## Task to complete
Return exactly the lines of the records below, starting at the line that contains "205L380 203V218L386 221L388" and ending at the line that contains "158L74 174L82 178L98", with both of those lines kept.

## Data records
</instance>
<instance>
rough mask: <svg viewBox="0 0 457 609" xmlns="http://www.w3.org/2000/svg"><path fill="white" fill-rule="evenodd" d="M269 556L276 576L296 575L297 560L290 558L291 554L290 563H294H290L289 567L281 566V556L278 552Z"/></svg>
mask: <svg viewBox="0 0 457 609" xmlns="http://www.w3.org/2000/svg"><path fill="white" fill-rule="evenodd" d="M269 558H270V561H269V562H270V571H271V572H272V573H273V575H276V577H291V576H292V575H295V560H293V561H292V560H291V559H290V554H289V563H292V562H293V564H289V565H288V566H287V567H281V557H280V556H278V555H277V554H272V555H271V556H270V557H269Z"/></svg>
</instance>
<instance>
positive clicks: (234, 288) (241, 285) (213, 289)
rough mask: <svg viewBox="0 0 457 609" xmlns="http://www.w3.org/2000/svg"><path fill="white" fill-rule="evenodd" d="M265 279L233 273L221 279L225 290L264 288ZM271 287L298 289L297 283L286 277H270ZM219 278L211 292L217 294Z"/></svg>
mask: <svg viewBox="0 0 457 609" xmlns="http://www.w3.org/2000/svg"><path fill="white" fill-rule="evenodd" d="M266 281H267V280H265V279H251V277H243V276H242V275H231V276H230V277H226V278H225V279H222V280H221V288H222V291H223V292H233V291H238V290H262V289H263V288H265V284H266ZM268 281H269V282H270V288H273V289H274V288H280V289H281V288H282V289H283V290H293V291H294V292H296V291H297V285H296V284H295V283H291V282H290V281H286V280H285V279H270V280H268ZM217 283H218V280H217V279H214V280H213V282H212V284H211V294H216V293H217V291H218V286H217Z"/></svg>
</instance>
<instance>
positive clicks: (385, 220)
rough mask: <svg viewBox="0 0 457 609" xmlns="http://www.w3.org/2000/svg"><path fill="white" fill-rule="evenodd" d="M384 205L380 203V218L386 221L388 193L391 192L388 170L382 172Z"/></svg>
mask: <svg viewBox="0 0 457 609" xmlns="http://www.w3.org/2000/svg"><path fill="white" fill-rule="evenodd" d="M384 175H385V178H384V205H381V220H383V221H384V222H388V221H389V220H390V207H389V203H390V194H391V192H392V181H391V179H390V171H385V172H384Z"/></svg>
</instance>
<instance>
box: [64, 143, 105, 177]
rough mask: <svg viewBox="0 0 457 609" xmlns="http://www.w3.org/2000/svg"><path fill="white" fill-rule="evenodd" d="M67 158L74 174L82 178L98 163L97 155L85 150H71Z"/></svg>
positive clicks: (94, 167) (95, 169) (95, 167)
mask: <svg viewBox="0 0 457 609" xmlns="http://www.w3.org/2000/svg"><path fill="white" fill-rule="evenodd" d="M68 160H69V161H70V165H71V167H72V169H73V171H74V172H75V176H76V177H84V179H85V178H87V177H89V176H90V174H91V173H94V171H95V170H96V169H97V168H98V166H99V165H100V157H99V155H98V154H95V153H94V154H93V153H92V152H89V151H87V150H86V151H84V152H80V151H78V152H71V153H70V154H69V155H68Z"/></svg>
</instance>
==
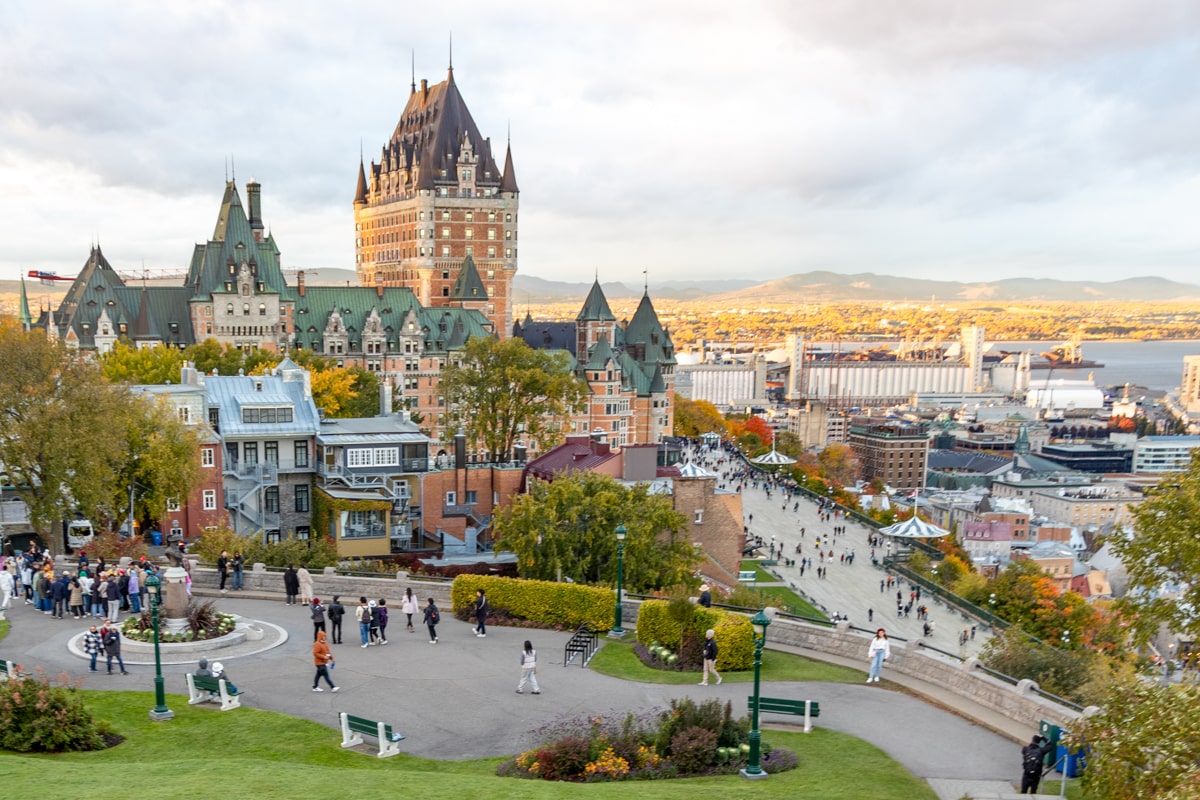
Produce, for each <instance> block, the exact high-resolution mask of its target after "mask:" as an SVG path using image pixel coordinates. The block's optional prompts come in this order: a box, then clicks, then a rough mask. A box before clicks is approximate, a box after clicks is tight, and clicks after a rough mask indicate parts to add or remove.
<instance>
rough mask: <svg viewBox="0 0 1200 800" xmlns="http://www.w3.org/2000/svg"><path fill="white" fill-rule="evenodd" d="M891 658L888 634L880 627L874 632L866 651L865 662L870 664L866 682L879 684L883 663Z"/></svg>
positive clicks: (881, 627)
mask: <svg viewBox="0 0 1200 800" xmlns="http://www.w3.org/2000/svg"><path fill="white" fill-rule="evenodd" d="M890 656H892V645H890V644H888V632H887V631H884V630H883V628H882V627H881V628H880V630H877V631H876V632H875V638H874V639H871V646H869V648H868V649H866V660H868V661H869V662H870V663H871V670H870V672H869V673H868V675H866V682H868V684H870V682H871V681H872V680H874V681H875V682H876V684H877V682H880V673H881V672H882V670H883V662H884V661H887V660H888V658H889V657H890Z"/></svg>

## Worked solution
rough mask: <svg viewBox="0 0 457 609" xmlns="http://www.w3.org/2000/svg"><path fill="white" fill-rule="evenodd" d="M384 205L380 203V218L386 221L388 193L391 192L388 170L382 172Z"/></svg>
mask: <svg viewBox="0 0 457 609" xmlns="http://www.w3.org/2000/svg"><path fill="white" fill-rule="evenodd" d="M384 175H385V178H384V205H381V220H383V221H384V222H388V221H389V220H390V207H389V203H390V194H391V192H392V181H391V179H390V171H385V172H384Z"/></svg>
</instance>
<instance>
box: [64, 143, 105, 177]
rough mask: <svg viewBox="0 0 457 609" xmlns="http://www.w3.org/2000/svg"><path fill="white" fill-rule="evenodd" d="M67 158L74 174L82 178L98 163L97 155L85 150H71Z"/></svg>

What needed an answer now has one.